Objective:
Can you output the lines of the records below as a JSON list of strings, one string per line with blank lines omitted, covering only the lines from the line containing "point: one pixel per instance, each like <point>490,581</point>." up to and including the line containing "<point>1227,317</point>"?

Coordinate annotation records:
--- Begin ---

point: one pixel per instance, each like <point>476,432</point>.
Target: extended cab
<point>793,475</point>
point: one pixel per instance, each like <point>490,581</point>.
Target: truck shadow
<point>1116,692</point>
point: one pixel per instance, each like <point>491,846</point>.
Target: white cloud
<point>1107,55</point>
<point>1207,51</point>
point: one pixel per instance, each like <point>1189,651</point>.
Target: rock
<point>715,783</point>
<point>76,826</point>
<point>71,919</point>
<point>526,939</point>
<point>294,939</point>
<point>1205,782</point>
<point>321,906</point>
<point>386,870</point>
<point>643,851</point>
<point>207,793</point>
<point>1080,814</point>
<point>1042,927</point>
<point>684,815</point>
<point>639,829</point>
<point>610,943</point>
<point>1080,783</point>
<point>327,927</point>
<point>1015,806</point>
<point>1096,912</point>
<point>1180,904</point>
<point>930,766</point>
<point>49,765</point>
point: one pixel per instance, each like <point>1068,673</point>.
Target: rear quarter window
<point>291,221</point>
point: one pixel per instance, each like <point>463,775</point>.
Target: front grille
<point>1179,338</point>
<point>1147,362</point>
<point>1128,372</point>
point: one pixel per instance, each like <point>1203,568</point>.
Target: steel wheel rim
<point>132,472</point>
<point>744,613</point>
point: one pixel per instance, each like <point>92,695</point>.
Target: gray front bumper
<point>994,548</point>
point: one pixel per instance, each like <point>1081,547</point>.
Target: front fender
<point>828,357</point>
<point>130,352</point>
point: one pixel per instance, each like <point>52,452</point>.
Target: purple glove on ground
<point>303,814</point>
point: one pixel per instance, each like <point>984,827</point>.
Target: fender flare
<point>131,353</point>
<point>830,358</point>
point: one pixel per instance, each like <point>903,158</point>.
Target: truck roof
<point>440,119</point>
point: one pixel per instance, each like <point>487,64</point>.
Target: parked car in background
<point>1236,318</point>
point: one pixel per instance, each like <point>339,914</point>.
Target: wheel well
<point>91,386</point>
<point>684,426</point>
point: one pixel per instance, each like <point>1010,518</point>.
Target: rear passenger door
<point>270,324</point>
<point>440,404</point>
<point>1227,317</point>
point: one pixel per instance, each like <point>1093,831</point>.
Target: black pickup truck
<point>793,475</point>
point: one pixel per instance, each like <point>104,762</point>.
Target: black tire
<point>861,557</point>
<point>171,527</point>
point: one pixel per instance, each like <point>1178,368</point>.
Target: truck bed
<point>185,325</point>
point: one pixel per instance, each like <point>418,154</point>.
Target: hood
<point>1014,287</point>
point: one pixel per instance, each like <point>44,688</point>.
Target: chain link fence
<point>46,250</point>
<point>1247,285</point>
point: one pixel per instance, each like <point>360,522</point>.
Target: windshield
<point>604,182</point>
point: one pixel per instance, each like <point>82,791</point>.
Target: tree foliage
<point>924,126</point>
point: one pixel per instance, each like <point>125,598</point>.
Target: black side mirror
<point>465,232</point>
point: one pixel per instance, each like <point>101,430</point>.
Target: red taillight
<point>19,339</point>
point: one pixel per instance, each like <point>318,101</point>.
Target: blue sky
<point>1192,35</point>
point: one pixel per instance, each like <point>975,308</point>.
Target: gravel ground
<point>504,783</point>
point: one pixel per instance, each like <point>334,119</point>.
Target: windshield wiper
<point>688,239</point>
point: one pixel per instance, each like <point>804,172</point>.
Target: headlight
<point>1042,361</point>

--- End ---
--- Begin ---

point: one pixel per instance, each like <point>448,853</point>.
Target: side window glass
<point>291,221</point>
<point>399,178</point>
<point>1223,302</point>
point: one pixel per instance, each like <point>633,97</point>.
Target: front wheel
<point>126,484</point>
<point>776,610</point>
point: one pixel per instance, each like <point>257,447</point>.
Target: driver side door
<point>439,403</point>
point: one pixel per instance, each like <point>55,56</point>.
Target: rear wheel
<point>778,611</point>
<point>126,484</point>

--- End ---

Final result:
[
  "point: one pixel per instance, each like <point>490,581</point>.",
  "Target: truck shadow",
  "<point>1116,692</point>",
  "point: one pixel per instance, each like <point>491,846</point>.",
  "Target: white cloud",
  "<point>1107,55</point>",
  "<point>1207,51</point>",
  "point: one pixel per instance, each like <point>1189,651</point>.",
  "Target: rock",
  "<point>715,783</point>",
  "<point>76,826</point>",
  "<point>71,919</point>",
  "<point>526,939</point>",
  "<point>294,939</point>",
  "<point>1205,782</point>",
  "<point>321,906</point>",
  "<point>386,870</point>",
  "<point>643,851</point>",
  "<point>207,793</point>",
  "<point>1080,814</point>",
  "<point>1042,927</point>",
  "<point>684,815</point>",
  "<point>639,829</point>",
  "<point>610,943</point>",
  "<point>1080,783</point>",
  "<point>327,927</point>",
  "<point>1015,806</point>",
  "<point>1096,912</point>",
  "<point>1180,904</point>",
  "<point>930,766</point>",
  "<point>49,765</point>",
  "point: one pixel per instance, each like <point>1068,673</point>.",
  "Target: rear quarter window",
  "<point>291,221</point>",
  "point: one pixel per instance, each like <point>463,775</point>.",
  "Target: front grille",
  "<point>1179,338</point>",
  "<point>1147,362</point>",
  "<point>1128,372</point>",
  "point: one pixel per instance, each like <point>1203,568</point>.",
  "Target: steel wheel rim",
  "<point>132,472</point>",
  "<point>744,613</point>",
  "point: one pixel per instance, each like <point>92,695</point>.",
  "Target: gray front bumper",
  "<point>994,548</point>",
  "point: one pixel per instance, each like <point>1081,547</point>.",
  "Target: front fender",
  "<point>828,357</point>",
  "<point>130,352</point>",
  "point: one pixel per instance, each like <point>52,452</point>.",
  "Target: purple glove on ground",
  "<point>303,814</point>",
  "point: one pixel per instance, each like <point>984,827</point>.",
  "Target: fender flare",
  "<point>131,353</point>",
  "<point>830,358</point>",
  "point: one pixel per instance, each like <point>903,158</point>.",
  "Target: truck roof",
  "<point>440,119</point>",
  "point: one pixel per instance, each like <point>487,64</point>.",
  "Target: parked car in background",
  "<point>1236,318</point>",
  "point: one pixel per instance, each like <point>339,914</point>.",
  "Target: wheel well",
  "<point>91,386</point>",
  "<point>684,426</point>",
  "point: one pixel per instance, each like <point>1010,518</point>.",
  "Target: rear passenger door",
  "<point>270,324</point>",
  "<point>440,404</point>",
  "<point>1227,317</point>"
]